**EXERCISE REQUIREMENTS**
Reproduce every entry exactly and leave its pictures out.

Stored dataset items
########

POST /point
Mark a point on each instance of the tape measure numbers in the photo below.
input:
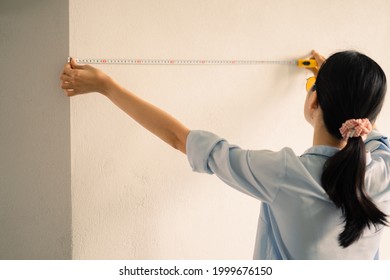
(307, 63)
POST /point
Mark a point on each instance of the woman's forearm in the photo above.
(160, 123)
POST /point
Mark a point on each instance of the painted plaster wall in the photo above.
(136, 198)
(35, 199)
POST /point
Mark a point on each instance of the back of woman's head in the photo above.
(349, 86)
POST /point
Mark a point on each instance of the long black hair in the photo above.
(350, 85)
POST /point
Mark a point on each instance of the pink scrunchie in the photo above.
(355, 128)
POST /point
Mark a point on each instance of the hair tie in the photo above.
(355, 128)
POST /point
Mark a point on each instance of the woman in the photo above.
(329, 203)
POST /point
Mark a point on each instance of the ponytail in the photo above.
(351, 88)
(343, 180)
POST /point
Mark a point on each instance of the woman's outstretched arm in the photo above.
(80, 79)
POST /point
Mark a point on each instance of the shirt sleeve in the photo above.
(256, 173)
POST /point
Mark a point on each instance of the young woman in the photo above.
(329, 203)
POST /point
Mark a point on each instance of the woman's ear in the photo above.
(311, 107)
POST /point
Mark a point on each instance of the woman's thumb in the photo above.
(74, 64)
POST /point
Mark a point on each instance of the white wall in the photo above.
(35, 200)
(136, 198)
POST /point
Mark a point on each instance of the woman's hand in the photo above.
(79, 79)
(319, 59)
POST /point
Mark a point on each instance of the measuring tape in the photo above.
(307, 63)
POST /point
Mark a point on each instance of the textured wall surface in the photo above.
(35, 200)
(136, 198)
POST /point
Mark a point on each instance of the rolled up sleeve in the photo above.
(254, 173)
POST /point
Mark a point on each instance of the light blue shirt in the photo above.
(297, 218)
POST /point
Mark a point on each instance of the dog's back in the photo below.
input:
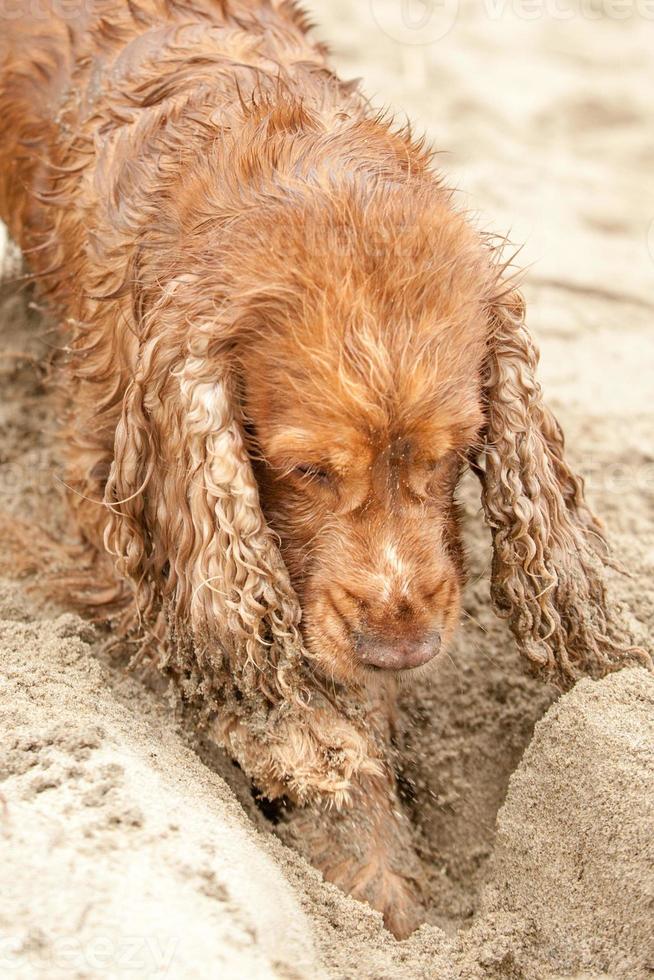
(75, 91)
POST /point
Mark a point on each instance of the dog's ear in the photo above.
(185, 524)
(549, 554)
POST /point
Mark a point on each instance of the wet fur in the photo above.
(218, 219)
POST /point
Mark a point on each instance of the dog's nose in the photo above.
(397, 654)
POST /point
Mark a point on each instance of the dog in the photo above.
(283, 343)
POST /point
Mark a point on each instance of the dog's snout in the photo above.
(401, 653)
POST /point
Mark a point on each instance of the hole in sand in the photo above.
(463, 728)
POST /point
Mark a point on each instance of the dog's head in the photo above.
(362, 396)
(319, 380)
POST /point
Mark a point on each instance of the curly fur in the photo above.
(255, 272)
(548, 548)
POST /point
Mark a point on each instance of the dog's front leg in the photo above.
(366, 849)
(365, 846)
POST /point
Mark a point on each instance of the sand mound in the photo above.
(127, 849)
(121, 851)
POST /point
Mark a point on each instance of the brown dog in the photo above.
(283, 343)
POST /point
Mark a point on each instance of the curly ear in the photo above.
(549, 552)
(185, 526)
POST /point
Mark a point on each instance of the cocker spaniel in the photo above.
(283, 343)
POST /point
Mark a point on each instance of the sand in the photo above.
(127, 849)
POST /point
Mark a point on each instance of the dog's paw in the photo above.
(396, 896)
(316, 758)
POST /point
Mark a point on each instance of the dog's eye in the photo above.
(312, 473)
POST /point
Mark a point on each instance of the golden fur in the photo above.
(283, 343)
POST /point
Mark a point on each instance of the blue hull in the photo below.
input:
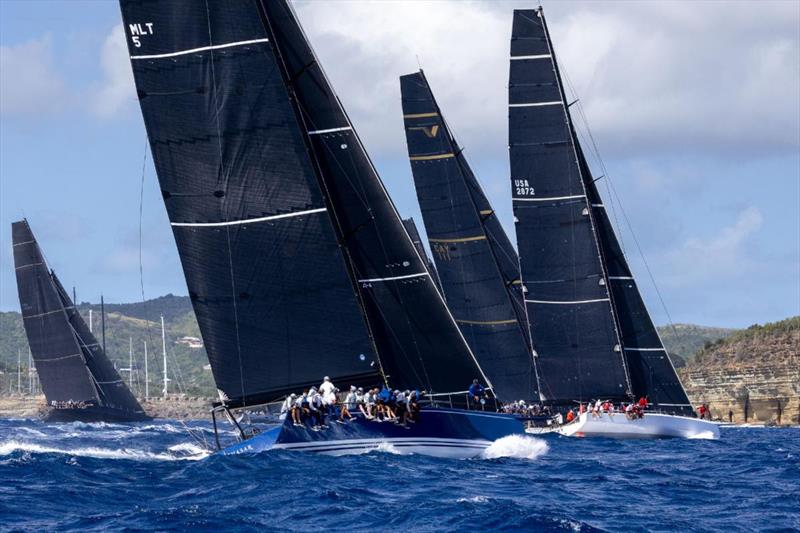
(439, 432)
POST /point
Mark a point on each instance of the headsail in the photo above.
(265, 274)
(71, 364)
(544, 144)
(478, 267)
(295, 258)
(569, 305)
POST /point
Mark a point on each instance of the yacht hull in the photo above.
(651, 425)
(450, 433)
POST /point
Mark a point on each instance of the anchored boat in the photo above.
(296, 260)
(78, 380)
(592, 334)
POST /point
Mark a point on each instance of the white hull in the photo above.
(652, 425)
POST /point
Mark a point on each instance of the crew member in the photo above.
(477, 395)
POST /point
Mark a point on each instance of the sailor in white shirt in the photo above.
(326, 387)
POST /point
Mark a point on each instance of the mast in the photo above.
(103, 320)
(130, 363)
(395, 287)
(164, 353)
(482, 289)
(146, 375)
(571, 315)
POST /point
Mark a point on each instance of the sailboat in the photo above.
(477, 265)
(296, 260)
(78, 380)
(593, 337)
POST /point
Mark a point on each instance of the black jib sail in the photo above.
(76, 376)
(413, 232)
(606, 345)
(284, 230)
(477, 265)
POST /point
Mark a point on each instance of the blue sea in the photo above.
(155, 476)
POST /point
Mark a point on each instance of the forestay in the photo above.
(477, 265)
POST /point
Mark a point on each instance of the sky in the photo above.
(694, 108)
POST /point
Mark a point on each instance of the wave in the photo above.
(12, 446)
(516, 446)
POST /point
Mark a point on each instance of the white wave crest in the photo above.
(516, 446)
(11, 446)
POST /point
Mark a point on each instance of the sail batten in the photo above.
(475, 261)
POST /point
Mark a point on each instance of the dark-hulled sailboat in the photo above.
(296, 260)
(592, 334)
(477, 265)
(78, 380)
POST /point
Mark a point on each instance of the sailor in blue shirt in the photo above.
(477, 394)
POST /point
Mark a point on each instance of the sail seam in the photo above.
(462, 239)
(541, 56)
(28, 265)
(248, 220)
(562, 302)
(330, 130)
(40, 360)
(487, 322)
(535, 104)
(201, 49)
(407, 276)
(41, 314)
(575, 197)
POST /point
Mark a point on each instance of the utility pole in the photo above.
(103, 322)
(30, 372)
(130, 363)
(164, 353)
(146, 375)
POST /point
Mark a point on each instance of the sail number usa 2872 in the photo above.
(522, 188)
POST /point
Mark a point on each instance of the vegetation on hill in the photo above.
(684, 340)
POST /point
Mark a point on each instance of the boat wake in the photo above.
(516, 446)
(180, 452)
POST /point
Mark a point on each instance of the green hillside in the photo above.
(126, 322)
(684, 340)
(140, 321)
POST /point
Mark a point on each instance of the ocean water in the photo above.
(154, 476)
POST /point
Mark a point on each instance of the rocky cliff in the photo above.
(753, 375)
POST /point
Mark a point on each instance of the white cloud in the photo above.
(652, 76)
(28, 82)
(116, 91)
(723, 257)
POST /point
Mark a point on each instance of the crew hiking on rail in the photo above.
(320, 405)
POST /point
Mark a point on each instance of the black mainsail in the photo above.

########

**EXPECTED ANSWER**
POST /point
Mark a point on each instance of the tape measure numbers in the photo below.
input:
(307, 63)
POST /point
Mark a point on each instance of the woman's forearm in the photo above.
(160, 123)
POST /point
Mark a point on each instance of the painted plaster wall in the photo above.
(136, 198)
(35, 199)
POST /point
Mark a point on each instance of the back of woman's head in the photo above.
(349, 86)
POST /point
Mark a point on each instance of the long black hair in the photo above.
(350, 85)
POST /point
Mark a point on each instance of the pink scrunchie in the photo above.
(355, 128)
POST /point
Mark a point on each instance of the hair tie in the photo above.
(355, 128)
POST /point
Mark a point on each instance of the woman in the photo above.
(329, 203)
POST /point
Mark a point on each instance of the ponytail in the photo above.
(351, 88)
(343, 180)
POST /point
Mark a point on each instance of the woman's outstretched arm in the photo above.
(80, 79)
POST /point
Mark a point on each instance of the shirt sleeve in the photo above.
(256, 173)
POST /point
Mark a point on each instance of the young woman in the photo above.
(329, 203)
POST /point
Mark a point on each instance of the woman's ear in the photo above.
(311, 107)
POST /point
Mark a point on each instance of the woman's thumb in the photo above.
(74, 64)
POST /point
Mark a point on each instance of the white wall in the photo above.
(35, 200)
(136, 198)
POST /point
Mark a point on each instance of the woman's hand in the photo above.
(79, 79)
(319, 59)
POST /point
Mark a point on each instance of the measuring tape in the photo above.
(307, 63)
POST /point
Mark a point on each instance of the textured wall surface in the photo above.
(35, 200)
(136, 198)
POST /point
Mark a point on each instance of the rolled up sleeve in the photo above.
(254, 173)
POST /point
Mark a point on each instance of the light blue shirt in the photo above.
(297, 218)
POST /point
Mark a point on each instance of the dog's back in the photo below.
input:
(75, 91)
POST /point
Mark a point on each instance of the dog's ear in the photo above.
(185, 524)
(549, 554)
POST /point
Mark a point on each instance of the wet fur in the photo above.
(218, 219)
POST /point
Mark a point on each instance of the dog's nose in the photo above.
(397, 654)
POST /point
Mark a point on each instance of the dog in the photo above.
(283, 343)
POST /point
Mark a point on each instance of the dog's snout in the photo above.
(401, 653)
POST /point
Mark a point on each instance of the hole in sand in the photo above.
(463, 728)
POST /point
Mark a point on each instance of the dog's head in the photo above.
(362, 396)
(319, 380)
POST /point
Mark a point on each instance of the curly fur in the photo above.
(255, 272)
(548, 548)
POST /point
Mark a point on each instance of the dog's front leg in the photo above.
(366, 849)
(365, 846)
POST /point
Mark a point on each instance of the sand mound in the photo above.
(127, 849)
(121, 851)
POST /point
Mark a point on each instance of the brown dog in the photo above.
(283, 343)
POST /point
Mark a point on each instance of the curly ear in the photo above.
(549, 552)
(185, 526)
POST /point
Mark a point on each instance of the cocker spaniel in the photo above.
(283, 343)
POST /point
Mark a point on each instance of the sand in the photo above.
(127, 849)
POST /point
Mark a point on each instance of the dog's paw in the photo above.
(396, 896)
(316, 758)
POST /point
Mark a point on each instance of the dog's eye in the photo above.
(312, 473)
POST /point
Mark a point on each instance of the golden fur in the photo above.
(283, 343)
POST /point
Mark a point on each instance of the blue hull in the photo below.
input:
(439, 432)
POST /point
Mark a point on each instance of the headsail in the photo above.
(265, 274)
(71, 364)
(544, 144)
(478, 267)
(295, 258)
(569, 305)
POST /point
Mark a point on each instance of the yacht hull in the photo above.
(651, 425)
(450, 433)
POST /point
Mark a point on each instance of the anchored boat in the photo above.
(296, 260)
(78, 380)
(592, 334)
POST /point
Mark a point on each instance of the white hull in the photo above.
(652, 425)
POST /point
Mark a point on each instance of the crew member in the photo above.
(477, 395)
POST /point
Mark a point on each instance of the sailor in white shirt in the photo above.
(326, 387)
POST /point
Mark a point on each instance of the mast in the photo above.
(103, 320)
(130, 363)
(395, 287)
(164, 353)
(482, 289)
(146, 375)
(571, 315)
POST /point
Mark a point on each instance of the sailboat in the photo above.
(477, 265)
(296, 260)
(78, 380)
(593, 337)
POST /point
Mark a point on each instance of the black jib sail in the photo above.
(76, 376)
(413, 232)
(606, 345)
(284, 230)
(477, 265)
POST /point
Mark a point on each instance of the blue sea in the photo above.
(155, 476)
POST /point
Mark a point on each instance of the forestay in the photo above.
(477, 265)
POST /point
Mark a point on each instance of the sky in the photo above.
(694, 108)
POST /point
Mark a point on each instance of the wave in the photo above.
(12, 446)
(516, 446)
POST /point
Mark a point on each instance of the white wave crest in the photo above.
(516, 446)
(11, 446)
POST /point
Mark a point on each instance of the sail batten in the photo above.
(475, 261)
POST /point
Mark a point on each instance of the dark-hulled sailboat in the photo above.
(296, 260)
(592, 334)
(477, 265)
(78, 380)
POST /point
Mark a point on each instance of the sailor in blue shirt in the photo above.
(477, 394)
POST /point
Mark a point on each instance of the sail seam in the photo above.
(462, 239)
(541, 56)
(28, 265)
(248, 220)
(562, 302)
(330, 130)
(40, 360)
(487, 322)
(535, 104)
(201, 49)
(407, 276)
(41, 314)
(575, 197)
POST /point
Mark a point on each instance of the utility pole in the photo above.
(103, 322)
(30, 372)
(130, 363)
(164, 353)
(146, 375)
POST /point
Mark a point on each instance of the sail number usa 2872 in the photo above.
(522, 188)
POST /point
Mark a point on each instance of the vegetation on hill in the photo above.
(684, 340)
POST /point
Mark a point on each instance of the boat wake in the photo above.
(516, 446)
(180, 452)
POST /point
Mark a point on each instance of the green hillside in the photo above.
(126, 322)
(684, 340)
(140, 321)
POST /point
Mark a point on each instance of the ocean water in the photo above.
(154, 476)
POST /point
Mark a point on each instance of the rocky cliff in the photo above.
(753, 375)
POST /point
Mark a point on each instance of the white cloud in the photo above.
(652, 76)
(28, 82)
(116, 91)
(723, 257)
POST /point
Mark a point on each instance of the crew hiking on rail in the photo above.
(320, 405)
POST /point
Mark a point on each instance of the black mainsail in the photo above.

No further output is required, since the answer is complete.